GIVEN TASK:
Can you reproduce the data below, replacing every "bounding box" with "box coordinates", changing nothing else and leaving out the pictures?

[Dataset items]
# # # # # # #
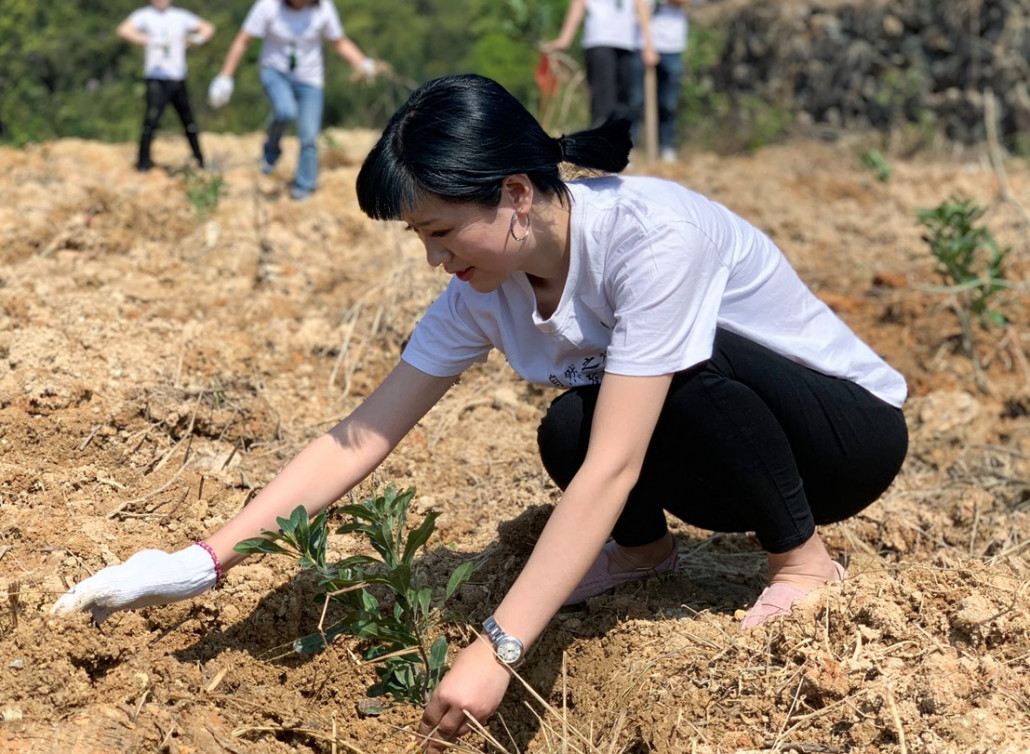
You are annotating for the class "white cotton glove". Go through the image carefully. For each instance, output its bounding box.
[50,545,217,623]
[207,73,234,109]
[357,58,379,81]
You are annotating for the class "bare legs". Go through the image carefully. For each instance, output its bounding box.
[765,534,839,592]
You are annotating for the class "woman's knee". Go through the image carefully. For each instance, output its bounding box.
[537,387,597,489]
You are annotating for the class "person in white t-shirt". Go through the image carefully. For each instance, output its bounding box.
[542,0,658,127]
[54,74,907,752]
[208,0,385,200]
[117,0,214,172]
[630,0,693,163]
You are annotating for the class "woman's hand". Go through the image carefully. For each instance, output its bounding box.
[50,545,218,623]
[418,637,511,754]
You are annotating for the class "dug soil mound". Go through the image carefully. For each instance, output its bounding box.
[0,132,1030,754]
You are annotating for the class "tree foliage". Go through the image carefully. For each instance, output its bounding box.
[0,0,567,145]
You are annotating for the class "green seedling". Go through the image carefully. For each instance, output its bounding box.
[236,485,472,714]
[918,197,1011,328]
[918,197,1011,379]
[182,167,225,218]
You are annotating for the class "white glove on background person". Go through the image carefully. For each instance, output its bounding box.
[50,545,218,624]
[357,58,379,81]
[207,73,235,109]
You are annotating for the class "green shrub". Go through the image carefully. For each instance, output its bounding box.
[236,485,472,714]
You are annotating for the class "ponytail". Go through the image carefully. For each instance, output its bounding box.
[357,74,632,219]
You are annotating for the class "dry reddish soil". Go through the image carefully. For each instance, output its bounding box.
[0,125,1030,754]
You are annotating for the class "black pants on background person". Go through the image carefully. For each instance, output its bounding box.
[583,47,640,128]
[136,78,204,171]
[538,329,908,553]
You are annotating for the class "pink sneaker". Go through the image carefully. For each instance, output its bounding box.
[563,539,680,607]
[741,560,848,630]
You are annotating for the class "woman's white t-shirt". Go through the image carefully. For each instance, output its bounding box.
[242,0,343,89]
[636,2,689,55]
[128,5,200,81]
[580,0,638,49]
[403,176,906,407]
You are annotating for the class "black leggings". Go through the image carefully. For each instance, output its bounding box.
[584,47,639,128]
[138,78,204,170]
[538,330,908,553]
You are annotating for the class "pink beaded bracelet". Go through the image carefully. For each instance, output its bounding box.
[195,542,225,586]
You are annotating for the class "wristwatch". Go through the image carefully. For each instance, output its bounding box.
[483,615,524,666]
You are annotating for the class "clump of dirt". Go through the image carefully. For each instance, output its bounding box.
[0,126,1030,754]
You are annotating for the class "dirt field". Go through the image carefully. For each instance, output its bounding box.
[0,126,1030,754]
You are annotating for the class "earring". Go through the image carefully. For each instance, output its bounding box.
[508,209,533,243]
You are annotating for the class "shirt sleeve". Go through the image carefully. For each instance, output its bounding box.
[606,220,729,376]
[401,282,493,377]
[128,8,147,32]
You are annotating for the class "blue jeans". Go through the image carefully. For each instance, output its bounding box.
[630,53,683,149]
[261,67,325,192]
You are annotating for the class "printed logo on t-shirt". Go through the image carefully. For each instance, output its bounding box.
[550,351,608,388]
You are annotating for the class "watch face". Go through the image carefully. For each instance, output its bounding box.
[495,637,522,665]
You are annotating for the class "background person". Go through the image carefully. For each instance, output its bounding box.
[542,0,658,127]
[631,0,692,163]
[54,75,907,751]
[208,0,384,200]
[117,0,214,172]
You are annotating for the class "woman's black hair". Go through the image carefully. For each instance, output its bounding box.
[357,73,632,219]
# # # # # # #
WORKED ANSWER:
You are annotating for the class "white cotton glove". Go through the image carefully. For each instance, output its box coordinates.
[50,545,217,623]
[207,73,234,109]
[357,58,379,81]
You are annotating for the class "bare legs". Go through the image carefully. For each instance, output its box coordinates.
[765,534,839,592]
You are annotating for the class "woman's knee". Go through the image carefully. For each instance, output its box coordinates.
[537,387,597,489]
You are annotating for the class "person in white t-shirt". Go through the image carefully. For each instance, output its box coordinates.
[542,0,658,127]
[54,74,907,752]
[208,0,385,200]
[117,0,214,172]
[630,0,693,163]
You are annotating for the class "woman's hand". Go through the image carefully. For each instance, output its box coordinates.
[50,545,218,623]
[418,637,511,754]
You are annotating for the class "dug soil mound". Go through the image carefully. For each instance, output its box coordinates.
[0,132,1030,754]
You are annotating for the class "tree foliage". Go through the image carefully. For each instance, output its box coordinates.
[0,0,567,145]
You are annotating for the class "green seedling". Go through the image carefully. For each instance, output its box coordinates.
[236,485,472,714]
[918,197,1011,328]
[918,197,1011,379]
[182,167,225,218]
You are annotating for the class "white glove on background person". Go through the image carefully. For each instance, output its box coordinates.
[50,545,218,624]
[357,58,379,81]
[207,73,235,109]
You are annotating for the class "green shrub". Go through the image carefully. For each instance, output its box coordinates.
[236,485,472,714]
You are annotating for the class "ponytail". Go through the image carefully. For each instance, output its box coordinates.
[357,74,632,219]
You are annotating for the class "dry reddish soil". Go through the image carefully. For each instance, output its box coordinates.
[0,125,1030,754]
You are annotating for the class "black pants on background person". Go through the image carefully. For each instance, output its box coordinates.
[583,47,640,128]
[136,78,204,171]
[538,329,908,553]
You are annotating for the class "pink sneaker". Go through the image carefully. For each instance, output its box coordinates.
[563,539,680,607]
[741,560,848,630]
You are annotating for the class "woman's white t-shirt". Go through the image carefully. For each instance, output its box coordinates.
[242,0,343,89]
[636,2,689,55]
[128,5,200,81]
[580,0,638,49]
[403,176,906,407]
You are annotating for the class "black leggings". Go through the image carefully. For each instance, output its box coordinates.
[584,47,639,128]
[138,78,204,170]
[538,330,908,553]
You are annotating for the class "pink beaded bracelet". Go through the image carefully. For each instance, output its box coordinates.
[195,542,225,586]
You are annotating for the class "wristwatch". Go through the image carefully. For each instance, output its box coordinates.
[483,615,524,666]
You are annotating for the class "clump of dirt". Go through the image carefully. For each instance, output its box coordinates.
[0,126,1030,754]
You are annotating for the class "dirt field". Go through the image carefully. For each instance, output its box coordinates.
[0,126,1030,754]
You are annotating for the class "earring". Go through the image carefully. For each instance, output its box coordinates.
[508,209,533,243]
You are annotating for the class "shirt sleeve". Go through the image carefully. For each instance, output its box coordinates.
[606,220,729,376]
[401,282,493,377]
[128,8,147,32]
You are annotating for the class "blue jeans". Go through the image carefully. For each instance, output its box coordinates.
[630,53,683,149]
[261,67,325,192]
You are annotating for the class "printed logo on t-shirt". Go through the image carefully. For each instance, output its box coordinates.
[550,351,608,388]
You are annotating for the class "watch face". Go through the image carefully. For each instance, output its box coordinates.
[495,637,522,665]
You are annotating for the class "background person". Go through the image carefully. For each instance, output its box coordinates.
[542,0,658,127]
[631,0,692,163]
[54,75,907,751]
[208,0,384,200]
[117,0,214,172]
You are annotating for the class "woman's black hair". Go through the image carefully. For each instance, output its box coordinates.
[357,73,632,219]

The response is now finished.